Re: [PATCH 1/2] driver: core: add dedicated workqueue for devlink removal

From: Rafael J. Wysocki
Date: Mon Feb 05 2024 - 08:36:50 EST


On Mon, Feb 5, 2024 at 9:29 AM Nuno Sá <noname.nuno@xxxxxxxxx> wrote:
>
> On Fri, 2024-02-02 at 16:59 +0100, Rafael J. Wysocki wrote:
> > On Fri, Feb 2, 2024 at 1:18 PM Nuno Sa via B4 Relay
> > <devnull+nuno.sa.analog.com@xxxxxxxxxx> wrote:
> > >
> > > From: Nuno Sa <nuno.sa@xxxxxxxxxx>
> > >
> > > Let's use a dedicated queue for devlinks since releasing a link happens
> > > asynchronously but some code paths, like DT overlays, have some
> > > expectations regarding the of_node when being removed (the refcount must
> > > be 1). Given how devlinks are released that cannot be assured. Hence, add a
> > > dedicated queue so that it's easy to sync against devlinks removal.
> >
> > Thanks for following my suggestion!
> >
> > > While at it, make sure to explicitly include <linux/workqueue.h>.
> > >
> > > Signed-off-by: Nuno Sa <nuno.sa@xxxxxxxxxx>
> > > ---
> > > drivers/base/core.c | 33 +++++++++++++++++++++++++++++----
> > > include/linux/fwnode.h | 1 +
> > > 2 files changed, 30 insertions(+), 4 deletions(-)

• _Provided material_:
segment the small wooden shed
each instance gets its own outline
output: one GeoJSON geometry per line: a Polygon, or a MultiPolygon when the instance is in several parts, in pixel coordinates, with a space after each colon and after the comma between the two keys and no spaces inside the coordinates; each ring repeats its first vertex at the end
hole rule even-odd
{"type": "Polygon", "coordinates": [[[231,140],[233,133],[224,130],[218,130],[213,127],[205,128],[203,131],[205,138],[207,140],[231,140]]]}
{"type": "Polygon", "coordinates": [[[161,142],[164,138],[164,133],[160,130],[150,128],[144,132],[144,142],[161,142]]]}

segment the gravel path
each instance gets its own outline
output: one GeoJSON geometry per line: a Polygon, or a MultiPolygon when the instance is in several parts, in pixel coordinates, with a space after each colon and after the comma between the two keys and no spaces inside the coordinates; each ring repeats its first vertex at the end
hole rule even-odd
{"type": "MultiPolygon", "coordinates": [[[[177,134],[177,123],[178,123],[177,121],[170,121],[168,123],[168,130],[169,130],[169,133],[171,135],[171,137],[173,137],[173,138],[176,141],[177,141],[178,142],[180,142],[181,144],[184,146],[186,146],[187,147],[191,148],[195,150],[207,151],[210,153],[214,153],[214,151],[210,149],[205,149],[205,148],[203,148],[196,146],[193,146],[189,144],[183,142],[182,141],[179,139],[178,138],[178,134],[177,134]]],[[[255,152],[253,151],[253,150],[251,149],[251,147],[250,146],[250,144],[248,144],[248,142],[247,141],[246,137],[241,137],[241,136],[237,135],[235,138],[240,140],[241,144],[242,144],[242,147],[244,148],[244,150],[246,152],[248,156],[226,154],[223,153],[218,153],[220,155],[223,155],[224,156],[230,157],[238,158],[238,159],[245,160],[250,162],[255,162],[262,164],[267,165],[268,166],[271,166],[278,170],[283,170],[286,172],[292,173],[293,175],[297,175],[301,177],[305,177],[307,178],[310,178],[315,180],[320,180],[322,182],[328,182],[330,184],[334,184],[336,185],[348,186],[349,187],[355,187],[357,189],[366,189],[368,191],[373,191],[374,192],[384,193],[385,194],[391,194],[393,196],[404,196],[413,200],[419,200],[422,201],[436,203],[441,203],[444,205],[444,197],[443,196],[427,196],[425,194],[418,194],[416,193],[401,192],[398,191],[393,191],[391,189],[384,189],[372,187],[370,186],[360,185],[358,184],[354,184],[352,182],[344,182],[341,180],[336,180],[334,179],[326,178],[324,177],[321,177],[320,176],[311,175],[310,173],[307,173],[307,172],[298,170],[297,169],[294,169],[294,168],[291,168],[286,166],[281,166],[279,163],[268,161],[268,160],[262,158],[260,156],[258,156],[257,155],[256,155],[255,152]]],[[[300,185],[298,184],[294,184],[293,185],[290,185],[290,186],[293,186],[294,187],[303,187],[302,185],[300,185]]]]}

• _What this exercise asks_:
1: In the patch email, what header file does the patch explicitly include?
2: Reproduce the patch email verbatim from "On Mon, Feb" to "against devlinks removal.".

• _Responses_:
1: <linux/workqueue.h>

2:
On Mon, Feb 5, 2024 at 9:29 AM Nuno Sá <noname.nuno@xxxxxxxxx> wrote:
>
> On Fri, 2024-02-02 at 16:59 +0100, Rafael J. Wysocki wrote:
> > On Fri, Feb 2, 2024 at 1:18 PM Nuno Sa via B4 Relay
> > <devnull+nuno.sa.analog.com@xxxxxxxxxx> wrote:
> > >
> > > From: Nuno Sa <nuno.sa@xxxxxxxxxx>
> > >
> > > Let's use a dedicated queue for devlinks since releasing a link happens
> > > asynchronously but some code paths, like DT overlays, have some
> > > expectations regarding the of_node when being removed (the refcount must
> > > be 1). Given how devlinks are released that cannot be assured. Hence, add a
> > > dedicated queue so that it's easy to sync against devlinks removal.